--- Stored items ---
>> begin

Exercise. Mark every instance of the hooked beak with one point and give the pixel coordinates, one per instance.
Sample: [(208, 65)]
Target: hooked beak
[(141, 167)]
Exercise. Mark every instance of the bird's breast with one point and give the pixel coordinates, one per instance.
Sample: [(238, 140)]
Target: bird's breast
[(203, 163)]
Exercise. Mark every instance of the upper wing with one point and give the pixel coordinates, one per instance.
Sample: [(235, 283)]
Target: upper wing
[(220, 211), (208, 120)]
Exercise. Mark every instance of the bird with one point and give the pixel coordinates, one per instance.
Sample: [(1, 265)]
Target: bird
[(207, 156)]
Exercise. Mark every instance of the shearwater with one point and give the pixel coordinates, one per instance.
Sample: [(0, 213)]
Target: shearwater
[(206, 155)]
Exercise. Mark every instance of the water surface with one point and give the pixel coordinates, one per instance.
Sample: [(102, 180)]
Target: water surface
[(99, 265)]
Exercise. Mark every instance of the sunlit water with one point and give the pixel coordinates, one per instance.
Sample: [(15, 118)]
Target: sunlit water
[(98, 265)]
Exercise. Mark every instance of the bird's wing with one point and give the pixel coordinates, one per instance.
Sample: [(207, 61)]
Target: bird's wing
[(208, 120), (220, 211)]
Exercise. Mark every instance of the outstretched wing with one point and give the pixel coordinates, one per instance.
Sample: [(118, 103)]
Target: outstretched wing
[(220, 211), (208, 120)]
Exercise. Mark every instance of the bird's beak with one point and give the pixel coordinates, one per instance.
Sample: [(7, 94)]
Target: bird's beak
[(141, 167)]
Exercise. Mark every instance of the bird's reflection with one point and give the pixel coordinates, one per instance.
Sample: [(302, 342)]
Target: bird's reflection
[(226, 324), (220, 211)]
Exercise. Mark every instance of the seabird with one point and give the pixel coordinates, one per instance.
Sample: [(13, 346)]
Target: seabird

>> end

--- Exercise brief ---
Rewrite every line of the items above as a JSON list of strings, one string per line, and leave out any blank lines.

--- Full response ---
[
  "Exercise. Mark every instance of the hooked beak with one point and give the pixel coordinates, one per instance.",
  "Sample: [(208, 65)]",
  "Target: hooked beak",
  "[(141, 167)]",
  "Exercise. Mark every instance of the bird's breast with one point and give the pixel coordinates, one per instance.",
  "Sample: [(238, 140)]",
  "Target: bird's breast",
  "[(203, 163)]",
  "Exercise. Mark every instance of the upper wing with one point and give the pixel coordinates, one per instance.",
  "Sample: [(235, 283)]",
  "Target: upper wing",
  "[(220, 211), (208, 120)]",
  "Exercise. Mark every instance of the bird with one point and give the pixel coordinates, one per instance.",
  "Sample: [(1, 265)]",
  "Target: bird",
  "[(207, 156)]",
  "Exercise. Mark every instance of the shearwater with one point and give the pixel coordinates, one per instance.",
  "Sample: [(0, 213)]",
  "Target: shearwater",
  "[(206, 155)]",
  "Exercise. Mark every instance of the water surface with one point and give the pixel coordinates, one per instance.",
  "Sample: [(102, 180)]",
  "Target: water surface",
  "[(99, 265)]",
  "Exercise. Mark every instance of the sunlit water with one point and give the pixel coordinates, one per instance.",
  "Sample: [(15, 118)]",
  "Target: sunlit water",
  "[(98, 265)]",
  "Exercise. Mark every instance of the bird's wing with one point and give the pixel coordinates, one per instance.",
  "Sample: [(207, 61)]",
  "Target: bird's wing",
  "[(208, 120), (220, 211)]",
  "Exercise. Mark every instance of the outstretched wing with one point and give the pixel coordinates, one per instance.",
  "Sample: [(118, 103)]",
  "Target: outstretched wing",
  "[(220, 211), (208, 120)]",
  "Exercise. Mark every instance of the bird's beak with one point and give the pixel coordinates, one per instance.",
  "Sample: [(7, 94)]",
  "Target: bird's beak",
  "[(141, 167)]",
  "Exercise. Mark every instance of the bird's reflection with one point and give the pixel coordinates, one per instance.",
  "Sample: [(302, 342)]",
  "Target: bird's reflection",
  "[(226, 324), (220, 211)]",
  "Exercise. Mark every instance of the seabird with one point and give the pixel coordinates, one per instance.",
  "Sample: [(13, 346)]",
  "Target: seabird"
]